### WHAT IS REQUIRED
Copy the data below verbatim, from the line containing "Mark the white enamel" through the end of the data, with both ends included.

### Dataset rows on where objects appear
____
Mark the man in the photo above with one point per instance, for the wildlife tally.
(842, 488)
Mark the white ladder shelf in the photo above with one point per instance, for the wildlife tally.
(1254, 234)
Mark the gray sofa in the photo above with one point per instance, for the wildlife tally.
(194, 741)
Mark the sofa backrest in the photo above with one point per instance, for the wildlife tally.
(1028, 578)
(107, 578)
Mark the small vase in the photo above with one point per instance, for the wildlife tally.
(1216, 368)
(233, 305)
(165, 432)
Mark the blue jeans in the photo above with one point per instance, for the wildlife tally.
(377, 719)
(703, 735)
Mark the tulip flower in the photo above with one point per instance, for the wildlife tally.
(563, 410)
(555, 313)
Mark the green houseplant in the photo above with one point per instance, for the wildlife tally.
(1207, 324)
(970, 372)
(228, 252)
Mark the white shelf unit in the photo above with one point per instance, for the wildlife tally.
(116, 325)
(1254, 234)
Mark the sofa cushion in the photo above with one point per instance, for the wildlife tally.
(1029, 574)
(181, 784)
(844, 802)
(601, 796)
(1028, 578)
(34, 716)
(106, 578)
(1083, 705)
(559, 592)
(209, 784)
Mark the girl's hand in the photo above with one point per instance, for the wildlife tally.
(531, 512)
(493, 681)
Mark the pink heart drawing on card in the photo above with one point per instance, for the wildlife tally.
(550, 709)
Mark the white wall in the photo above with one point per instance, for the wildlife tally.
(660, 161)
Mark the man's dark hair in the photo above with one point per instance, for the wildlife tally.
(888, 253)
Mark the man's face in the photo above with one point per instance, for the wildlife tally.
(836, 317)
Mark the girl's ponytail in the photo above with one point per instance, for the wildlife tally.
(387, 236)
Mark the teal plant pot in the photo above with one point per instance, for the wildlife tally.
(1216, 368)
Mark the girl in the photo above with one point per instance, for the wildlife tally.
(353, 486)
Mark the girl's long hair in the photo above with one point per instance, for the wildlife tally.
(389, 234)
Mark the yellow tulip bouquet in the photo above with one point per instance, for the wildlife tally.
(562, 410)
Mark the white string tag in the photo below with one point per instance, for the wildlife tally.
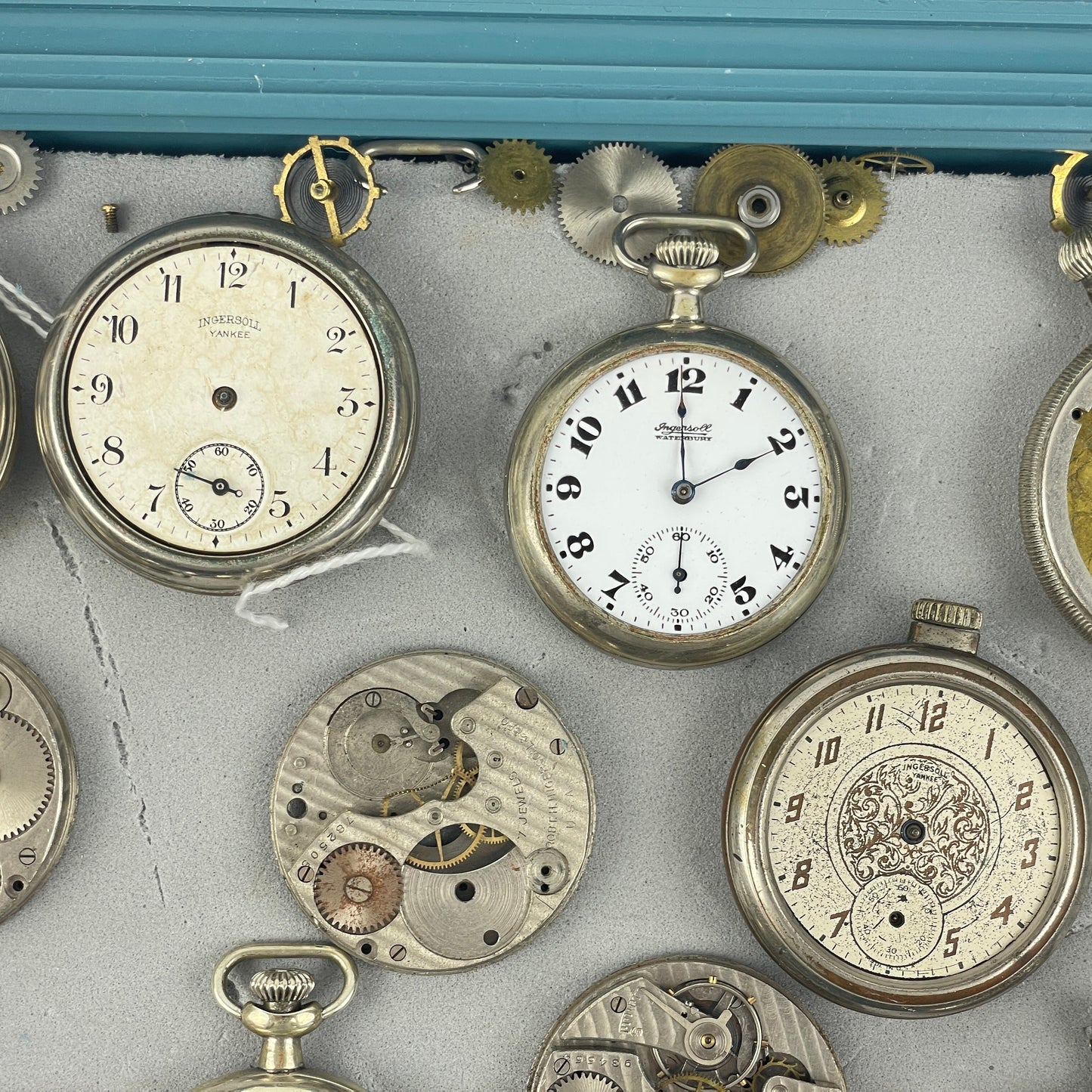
(407, 544)
(21, 305)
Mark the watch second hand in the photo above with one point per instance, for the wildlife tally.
(218, 486)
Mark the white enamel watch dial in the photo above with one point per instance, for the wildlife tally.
(905, 827)
(677, 493)
(37, 783)
(226, 398)
(9, 414)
____
### ANSWER BELOW
Mark the white enamel watch dial in the photo above with one point per instance, for the wildlife tally.
(905, 827)
(677, 493)
(37, 783)
(226, 398)
(9, 414)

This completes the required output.